— What is required —
In full and unchanged, output the entries that follow.
BEGIN
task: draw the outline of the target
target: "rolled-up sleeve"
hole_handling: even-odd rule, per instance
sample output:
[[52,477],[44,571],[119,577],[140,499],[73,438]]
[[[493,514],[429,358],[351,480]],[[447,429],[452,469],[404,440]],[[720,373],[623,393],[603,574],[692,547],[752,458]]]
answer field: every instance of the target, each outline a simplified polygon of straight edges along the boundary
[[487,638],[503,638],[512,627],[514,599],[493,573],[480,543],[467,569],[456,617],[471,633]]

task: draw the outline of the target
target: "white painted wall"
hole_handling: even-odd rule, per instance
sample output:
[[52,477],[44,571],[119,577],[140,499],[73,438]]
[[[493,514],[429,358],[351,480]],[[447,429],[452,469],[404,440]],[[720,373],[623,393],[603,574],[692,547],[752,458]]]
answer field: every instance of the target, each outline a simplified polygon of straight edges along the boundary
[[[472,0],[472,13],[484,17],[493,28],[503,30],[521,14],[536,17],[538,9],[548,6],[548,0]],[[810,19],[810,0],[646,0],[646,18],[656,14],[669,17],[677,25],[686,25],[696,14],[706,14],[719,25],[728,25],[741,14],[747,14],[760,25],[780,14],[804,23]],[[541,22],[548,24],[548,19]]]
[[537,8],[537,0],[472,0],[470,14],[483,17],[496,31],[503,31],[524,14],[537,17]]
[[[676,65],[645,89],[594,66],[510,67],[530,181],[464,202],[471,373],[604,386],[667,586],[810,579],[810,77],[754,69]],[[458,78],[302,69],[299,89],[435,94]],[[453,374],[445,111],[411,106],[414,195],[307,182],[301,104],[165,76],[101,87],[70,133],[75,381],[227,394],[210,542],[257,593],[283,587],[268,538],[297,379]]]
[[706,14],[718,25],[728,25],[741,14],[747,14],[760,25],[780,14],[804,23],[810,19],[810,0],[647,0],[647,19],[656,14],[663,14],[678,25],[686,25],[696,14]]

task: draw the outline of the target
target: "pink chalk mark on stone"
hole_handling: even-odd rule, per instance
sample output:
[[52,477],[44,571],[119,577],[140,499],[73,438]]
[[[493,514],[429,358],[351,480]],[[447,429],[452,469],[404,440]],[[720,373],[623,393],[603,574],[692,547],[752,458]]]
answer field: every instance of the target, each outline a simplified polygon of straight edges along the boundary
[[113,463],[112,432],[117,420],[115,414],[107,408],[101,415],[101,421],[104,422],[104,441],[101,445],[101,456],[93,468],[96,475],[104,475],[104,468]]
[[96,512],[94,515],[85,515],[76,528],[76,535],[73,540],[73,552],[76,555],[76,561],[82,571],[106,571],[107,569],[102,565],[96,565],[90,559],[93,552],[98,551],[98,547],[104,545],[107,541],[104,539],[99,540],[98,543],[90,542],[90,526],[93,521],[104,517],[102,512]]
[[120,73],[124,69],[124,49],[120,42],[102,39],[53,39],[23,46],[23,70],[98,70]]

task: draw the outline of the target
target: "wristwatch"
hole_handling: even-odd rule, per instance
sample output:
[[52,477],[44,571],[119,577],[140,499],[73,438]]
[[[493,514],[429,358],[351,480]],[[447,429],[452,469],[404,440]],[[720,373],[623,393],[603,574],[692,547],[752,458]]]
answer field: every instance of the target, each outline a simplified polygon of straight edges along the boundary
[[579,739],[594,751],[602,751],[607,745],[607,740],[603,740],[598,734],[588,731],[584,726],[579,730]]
END
— Answer for this exercise —
task: draw the outline of the target
target: "rolled-up sleeve"
hole_handling: even-odd rule, per instance
sample output:
[[52,477],[44,571],[119,577],[140,499],[73,438]]
[[[493,514],[429,358],[351,480]],[[447,429],[452,469],[404,440]],[[720,373],[623,393],[603,574],[692,547],[752,458]]]
answer field: every instance of the target, each outline a simplified polygon of straight edges along the boundary
[[487,638],[503,638],[512,627],[514,599],[493,573],[480,543],[467,569],[456,617],[471,633]]

task: draw the outline of the target
target: "white painted wall"
hole_handling: even-odd rule, per instance
sample output:
[[52,477],[44,571],[119,577],[140,499],[73,438]]
[[[493,514],[429,358],[351,480]],[[447,429],[452,469],[404,440]],[[720,373],[623,393],[603,574],[692,547],[752,458]]]
answer field: every instance of the target, each outline a simplified polygon of straight edges along the boundary
[[[472,0],[472,13],[484,17],[493,28],[503,30],[521,14],[536,17],[538,9],[548,6],[548,0]],[[810,19],[810,0],[646,0],[646,18],[656,14],[669,17],[677,25],[686,25],[696,14],[706,14],[719,25],[728,25],[741,14],[747,14],[760,25],[780,14],[804,23]],[[541,22],[548,24],[548,19]]]
[[537,8],[537,0],[472,0],[470,14],[483,17],[496,31],[503,31],[524,14],[537,17]]
[[[676,65],[645,89],[594,66],[510,67],[530,181],[464,202],[471,373],[604,386],[667,586],[810,579],[810,77],[754,69]],[[458,78],[302,69],[299,89],[435,94]],[[453,374],[445,111],[411,106],[414,195],[307,182],[301,104],[165,76],[101,87],[70,133],[75,381],[227,394],[210,542],[257,593],[283,587],[268,538],[297,379]]]
[[706,14],[718,25],[728,25],[741,14],[747,14],[760,25],[780,14],[804,23],[810,19],[810,0],[647,0],[647,19],[656,14],[663,14],[678,25],[686,25],[696,14]]

task: draw the outline of the target
target: "pink chalk mark on stone"
hole_handling: even-odd rule, per instance
sample output:
[[52,477],[44,571],[119,577],[140,499],[73,438]]
[[[493,514],[429,358],[351,480]],[[447,429],[452,469],[404,440]],[[720,373],[623,393],[603,574],[692,547],[752,458]]]
answer field: every instance of the target, each outline a simplified polygon of straight edges along the boundary
[[113,463],[112,432],[117,420],[115,414],[107,408],[101,415],[101,421],[104,422],[104,441],[101,445],[101,456],[93,468],[96,475],[104,475],[104,468]]
[[96,512],[94,515],[85,515],[76,528],[76,535],[73,540],[73,552],[76,555],[76,561],[82,571],[106,571],[107,569],[102,565],[96,565],[90,559],[93,552],[98,551],[98,547],[104,545],[107,541],[104,539],[99,540],[98,543],[90,542],[90,526],[93,521],[104,517],[102,512]]
[[120,73],[124,69],[124,49],[120,42],[102,39],[53,39],[23,46],[23,70],[98,70]]

task: draw the outline of the target
target: "wristwatch"
hole_handling: even-odd rule, per instance
sample output:
[[52,477],[44,571],[119,577],[140,499],[73,438]]
[[[493,514],[429,358],[351,480]],[[447,429],[452,469],[404,440]],[[720,373],[623,393],[603,574],[692,547],[752,458]]]
answer field: every instance of the target, each outline a simplified polygon of straight edges along the boundary
[[579,739],[594,751],[602,751],[607,745],[607,740],[603,740],[598,734],[588,731],[584,726],[579,730]]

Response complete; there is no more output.